- What to produce -
Reproduce each of the following rows line for line, with no changes.
start Materials provided
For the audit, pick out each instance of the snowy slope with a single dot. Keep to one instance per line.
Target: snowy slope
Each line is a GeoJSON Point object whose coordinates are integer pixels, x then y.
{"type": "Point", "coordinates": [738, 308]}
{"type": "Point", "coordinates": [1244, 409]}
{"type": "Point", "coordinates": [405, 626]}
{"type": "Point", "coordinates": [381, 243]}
end Materials provided
- Task output -
For the audit, pick out each instance of the snowy slope with a single dot. Keep to one instance per line.
Target: snowy slope
Each line is a GeoJSON Point object whose coordinates are integer pixels, x then y.
{"type": "Point", "coordinates": [738, 308]}
{"type": "Point", "coordinates": [1244, 409]}
{"type": "Point", "coordinates": [405, 626]}
{"type": "Point", "coordinates": [381, 243]}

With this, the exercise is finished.